- Required action A -
Decide whether each statement agrees with the overclocking thread below: (i) The person asking hopes to reach 3.2 GHz. (ii) rijinpk1 advises overclocking with the stock cooler. (iii) AbhMkh used an aftermarket cooler to overclock a Pentium D 820. For each, answer yes or no and quote the words of the thread that decide it.

- Excerpted text -
((

# How to Overclock Intel Core 2 Duo E4700



## G.Ashwinkumar (Dec 22, 2013)

I own a very old Cpu the Intel Core 2 Duo E4700 @ 2.60 Ghz. I'm going to get a new pc next year but still want to use this one to the max. I want to know how to overclock this cpu with stock coolers i don't need an extreme overclocking if i could take it up to 3.2Ghz it would be good for me( Remember currently i don't want to invest my money on anything). Please don't give me links to general core 2 duo overclocking i tried to read and understand them but they simply are too complex so just say me how to overclock this one !

Motherboard: MS 7525 Version 1.0
Ram: 2*2Gig DDR2 Ram
OS: Windows 7 ultimate 64bit. 
Bios: Brand Phoenix Technologies, LTD, Version


----------



## rijinpk1 (Dec 22, 2013)

dont try to overclock with stock cooler. get a good after market cooler before proceeding further.anyway the performance improvement will not be that higher.
you can change the base clock little by little(say an increase in amount by 5) to overclock your cpu. i dont know how good is your mobo and better do not try it with stock cooler atleast. also do keep an eye on temperature.


----------



## AbhMkh (Mar 30, 2014)

G.Ashwinkumar said:


> I own a very old Cpu the Intel Core 2 Duo E4700 @ 2.60 Ghz. I'm going to get a new pc next year but still want to use this one to the max. I want to know how to overclock this cpu with stock coolers i don't need an extreme overclocking if i could take it up to 3.2Ghz it would be good for me( Remember currently i don't want to invest my money on anything). Please don't give me links to general core 2 duo overclocking i tried to read and understand them but they simply are too complex so just say me how to overclock this one !
> 
> Motherboard: MS 7525 Version 1.0
> Ram: 2*2Gig DDR2 Ram
> ...



I just overclocked an even older processor, the Pentium D 820 from stock 2.8 Ghz to 3.3 Ghz(30 % performance increase in Cinebench R 11.5) on stock cooling.

Let me see If I can help you, Just answer the following questions.

1. Is your system branded or custom assembled

2. Is your BIOS locked or unlocked ?

3. Use SPEEDFAN and tell me your idle CPU temp.

Cheers!
Abhijit


----------

))

- Data supplied -

((

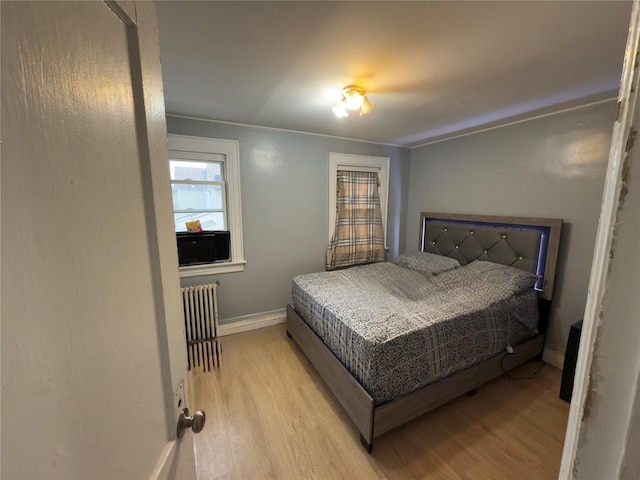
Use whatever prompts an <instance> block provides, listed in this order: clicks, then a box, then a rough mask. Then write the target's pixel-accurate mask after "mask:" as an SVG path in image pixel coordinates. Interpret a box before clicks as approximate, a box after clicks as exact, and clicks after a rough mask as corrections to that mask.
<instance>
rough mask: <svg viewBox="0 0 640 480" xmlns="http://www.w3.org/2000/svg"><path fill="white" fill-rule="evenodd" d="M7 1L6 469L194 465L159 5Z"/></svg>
mask: <svg viewBox="0 0 640 480" xmlns="http://www.w3.org/2000/svg"><path fill="white" fill-rule="evenodd" d="M0 8H1V10H0V13H1V18H2V44H1V45H2V90H1V94H2V124H1V125H2V132H1V139H2V157H1V162H2V170H1V193H2V203H1V208H2V212H1V213H2V217H1V218H2V225H1V233H2V238H1V262H2V265H1V266H2V278H1V280H2V283H1V286H2V297H1V298H2V306H1V313H2V316H1V322H2V323H1V328H2V332H1V334H2V425H1V428H2V445H1V450H2V478H3V479H6V480H8V479H13V478H28V479H39V478H60V479H62V478H63V479H93V478H96V479H98V478H104V479H115V478H122V479H125V478H126V479H138V478H193V477H195V467H194V456H193V444H192V441H193V440H192V437H191V433H190V432H189V433H187V435H186V436H185V437H184V438H183V439H182V440H181V441H178V440H176V433H175V429H176V420H177V414H178V411H179V410H180V409H181V408H183V407H184V406H185V405H186V403H187V401H188V399H187V398H186V394H187V391H186V390H187V389H186V372H185V369H186V353H185V351H184V350H185V347H184V337H183V336H182V320H181V315H182V313H181V306H180V305H181V304H180V294H179V278H178V267H177V265H178V262H177V253H176V245H175V235H174V232H173V218H172V208H171V207H172V205H171V192H170V187H169V167H168V154H167V142H166V125H165V117H164V101H163V98H162V81H161V75H160V58H159V47H158V38H157V24H156V19H155V9H154V6H153V4H152V3H151V2H140V3H138V4H134V3H123V4H116V3H114V2H2V4H1V6H0Z"/></svg>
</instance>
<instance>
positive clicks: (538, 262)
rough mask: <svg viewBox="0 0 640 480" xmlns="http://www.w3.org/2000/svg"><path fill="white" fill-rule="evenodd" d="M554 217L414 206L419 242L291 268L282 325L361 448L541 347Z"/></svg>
mask: <svg viewBox="0 0 640 480" xmlns="http://www.w3.org/2000/svg"><path fill="white" fill-rule="evenodd" d="M561 228H562V220H559V219H543V218H530V217H498V216H488V215H481V216H478V215H463V214H442V213H432V212H423V213H421V215H420V240H419V252H418V253H416V254H408V255H402V256H400V257H399V258H398V259H397V260H396V262H395V263H391V262H381V263H377V264H371V265H365V266H359V267H351V268H349V269H345V270H339V271H333V272H320V273H313V274H305V275H300V276H297V277H295V278H294V279H293V282H292V299H293V302H292V303H293V305H288V306H287V335H288V336H289V337H290V338H292V339H293V340H294V341H295V342H296V343H297V345H298V346H299V347H300V349H301V350H302V351H303V352H304V354H305V355H306V356H307V358H308V359H309V361H310V362H311V364H312V365H313V366H314V367H315V369H316V370H317V371H318V373H319V374H320V376H321V377H322V378H323V380H324V381H325V383H326V384H327V386H328V387H329V389H330V390H331V391H332V393H333V394H334V396H335V397H336V399H337V400H338V402H339V403H340V404H341V406H342V407H343V408H344V410H345V411H346V413H347V415H348V416H349V418H350V419H351V421H352V422H353V423H354V425H355V426H356V428H357V429H358V431H359V433H360V441H361V442H362V444H363V446H364V447H365V448H366V449H367V451H368V452H371V451H372V448H373V439H374V438H375V437H378V436H380V435H382V434H384V433H386V432H388V431H390V430H392V429H393V428H395V427H397V426H399V425H402V424H404V423H406V422H408V421H410V420H412V419H414V418H416V417H418V416H420V415H422V414H424V413H426V412H428V411H430V410H432V409H434V408H436V407H438V406H440V405H442V404H444V403H446V402H448V401H450V400H452V399H454V398H456V397H458V396H460V395H462V394H464V393H467V392H470V391H473V390H474V389H476V388H477V387H478V386H480V385H482V384H483V383H485V382H486V381H488V380H491V379H493V378H495V377H497V376H499V375H501V374H503V373H505V372H506V371H508V370H510V369H512V368H514V367H516V366H518V365H520V364H522V363H524V362H526V361H528V360H530V359H532V358H535V357H536V356H539V355H540V354H541V353H542V350H543V347H544V338H545V332H546V326H547V322H548V312H549V306H550V302H551V300H552V293H553V285H554V278H555V269H556V263H557V256H558V247H559V241H560V233H561ZM505 266H506V267H505ZM469 272H471V273H469ZM488 278H489V279H491V278H493V279H496V278H500V279H501V280H500V281H503V280H502V279H504V278H506V279H507V282H506V285H504V284H503V285H501V287H500V288H497V287H493V286H486V285H487V284H486V282H485V281H486V280H487V279H488ZM478 281H480V282H481V283H478ZM482 282H485V283H484V284H483V283H482ZM503 290H504V291H503Z"/></svg>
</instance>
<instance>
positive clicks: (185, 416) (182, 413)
mask: <svg viewBox="0 0 640 480" xmlns="http://www.w3.org/2000/svg"><path fill="white" fill-rule="evenodd" d="M206 420H207V415H206V414H205V413H204V411H203V410H198V411H197V412H196V413H194V414H193V416H192V417H190V416H189V409H188V408H185V409H184V410H182V411H181V412H180V416H179V417H178V428H177V429H176V434H177V435H178V438H182V437H184V432H186V431H187V429H188V428H190V429H191V430H193V433H200V432H201V431H202V429H203V428H204V423H205V422H206Z"/></svg>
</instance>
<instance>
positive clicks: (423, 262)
mask: <svg viewBox="0 0 640 480" xmlns="http://www.w3.org/2000/svg"><path fill="white" fill-rule="evenodd" d="M396 265H398V266H400V267H404V268H410V269H411V270H417V271H418V272H422V273H424V274H425V275H438V274H439V273H442V272H446V271H448V270H453V269H454V268H458V267H459V266H460V263H459V262H458V261H457V260H456V259H455V258H450V257H443V256H442V255H436V254H435V253H427V252H418V253H403V254H402V255H400V256H398V257H397V258H396Z"/></svg>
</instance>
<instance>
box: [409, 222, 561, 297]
mask: <svg viewBox="0 0 640 480" xmlns="http://www.w3.org/2000/svg"><path fill="white" fill-rule="evenodd" d="M561 230H562V220H561V219H556V218H532V217H502V216H493V215H466V214H447V213H433V212H422V213H421V214H420V250H422V251H423V252H429V253H436V254H438V255H444V256H447V257H452V258H455V259H456V260H458V261H459V262H460V264H461V265H466V264H467V263H469V262H472V261H474V260H485V261H490V262H495V263H501V264H503V265H510V266H512V267H516V268H521V269H523V270H527V271H529V272H533V273H537V274H538V275H540V276H541V277H542V278H541V279H540V281H539V282H538V283H536V287H535V288H536V290H538V291H539V292H540V294H539V296H540V298H543V299H545V300H551V298H552V296H553V285H554V280H555V274H556V262H557V259H558V248H559V245H560V233H561Z"/></svg>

))

- Required action B -
How many lines of the rows above contain the string "positive"? Case counts. Reply with the number only.

- Written solution A -
(i) Yes: "if i could take it up to 3.2Ghz it would be good for me".
(ii) No: "dont try to overclock with stock cooler".
(iii) No: "on stock cooling".

- Written solution B -
3